# SUPPLIED DATA start

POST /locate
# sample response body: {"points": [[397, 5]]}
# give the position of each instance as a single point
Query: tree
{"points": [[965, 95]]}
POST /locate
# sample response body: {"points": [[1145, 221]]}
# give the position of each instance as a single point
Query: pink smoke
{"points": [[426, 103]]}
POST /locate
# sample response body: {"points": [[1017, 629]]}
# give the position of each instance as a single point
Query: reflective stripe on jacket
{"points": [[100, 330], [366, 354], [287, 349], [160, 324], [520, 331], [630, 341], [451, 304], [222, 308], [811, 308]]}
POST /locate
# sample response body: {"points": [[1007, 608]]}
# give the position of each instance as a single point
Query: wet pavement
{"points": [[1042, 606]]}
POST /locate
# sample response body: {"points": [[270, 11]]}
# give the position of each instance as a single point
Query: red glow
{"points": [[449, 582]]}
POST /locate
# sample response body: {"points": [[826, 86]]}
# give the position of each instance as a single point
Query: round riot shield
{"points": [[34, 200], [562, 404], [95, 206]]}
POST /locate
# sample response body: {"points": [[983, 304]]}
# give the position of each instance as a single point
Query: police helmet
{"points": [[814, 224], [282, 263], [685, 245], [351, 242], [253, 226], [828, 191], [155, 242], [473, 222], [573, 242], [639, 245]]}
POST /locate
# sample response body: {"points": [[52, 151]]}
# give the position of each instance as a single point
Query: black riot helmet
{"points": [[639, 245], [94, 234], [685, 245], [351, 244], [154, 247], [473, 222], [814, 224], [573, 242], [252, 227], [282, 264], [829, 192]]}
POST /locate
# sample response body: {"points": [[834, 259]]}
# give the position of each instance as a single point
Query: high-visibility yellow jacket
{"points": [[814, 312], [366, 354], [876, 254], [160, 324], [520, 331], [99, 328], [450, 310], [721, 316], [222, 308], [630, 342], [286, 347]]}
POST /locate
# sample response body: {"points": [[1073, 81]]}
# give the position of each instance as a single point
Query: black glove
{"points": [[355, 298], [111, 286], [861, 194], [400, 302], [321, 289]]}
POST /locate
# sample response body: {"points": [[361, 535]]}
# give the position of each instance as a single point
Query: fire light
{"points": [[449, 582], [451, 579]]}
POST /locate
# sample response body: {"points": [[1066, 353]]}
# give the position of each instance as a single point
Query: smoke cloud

# SUPPLIED DATA end

▶ [PROBLEM DETAILS]: Extract every entry above as it appears.

▶ [RESULT OF THE TASK]:
POST /locate
# sample response body: {"points": [[397, 5]]}
# give the position of each instance as a single point
Query: tree
{"points": [[965, 95]]}
POST /locate
# sample response body: {"points": [[1145, 221]]}
# give the position of each instance as a single point
Query: pink smoke
{"points": [[426, 103]]}
POST /locate
# sample response body: {"points": [[1017, 629]]}
# give the position of each instance as a single point
Query: reflective stripe on jacket
{"points": [[100, 330], [366, 354], [287, 349], [160, 324], [520, 331], [630, 341], [451, 304], [222, 308], [811, 308]]}
POST /locate
# sample response body: {"points": [[1007, 608]]}
# give the position of each instance as a single point
Query: wet pavement
{"points": [[1042, 606]]}
POST /locate
# sample response body: {"points": [[270, 11]]}
# give the position of each instance as a single point
Query: red glow
{"points": [[449, 582]]}
POST /locate
# sample response body: {"points": [[826, 86]]}
# give the position of each instance as a single point
Query: round riot shield
{"points": [[34, 200], [562, 404], [95, 206]]}
POST /locate
# sample response body: {"points": [[983, 304]]}
# give the position of each instance as a single point
Query: police helmet
{"points": [[814, 224], [282, 263], [685, 245], [351, 242], [253, 226], [828, 191], [155, 242], [473, 222], [573, 242], [639, 245]]}
POST /locate
# sample response body: {"points": [[52, 151]]}
# give the position of each instance as a single point
Query: black riot helmet
{"points": [[639, 245], [94, 234], [685, 245], [351, 244], [154, 247], [473, 222], [814, 224], [573, 242], [252, 227], [282, 264], [829, 192]]}
POST /locate
# sample response body: {"points": [[834, 259]]}
# give the position of each instance as a single point
Query: high-visibility yellow jacket
{"points": [[814, 312], [366, 354], [876, 254], [160, 324], [520, 331], [99, 328], [450, 310], [721, 316], [222, 308], [630, 342], [286, 347]]}
POST /locate
# sample response body: {"points": [[1073, 81]]}
# give the position of each instance as a single point
Query: black glove
{"points": [[355, 298], [111, 286], [861, 194], [400, 302], [321, 289]]}
POST /locate
# sample response body: {"points": [[361, 535]]}
# give the position of each instance as a single point
Query: fire light
{"points": [[449, 582], [451, 579]]}
POST /locate
# sample response body: {"points": [[1066, 353]]}
# give the position of each instance as a single point
Query: smoke cloud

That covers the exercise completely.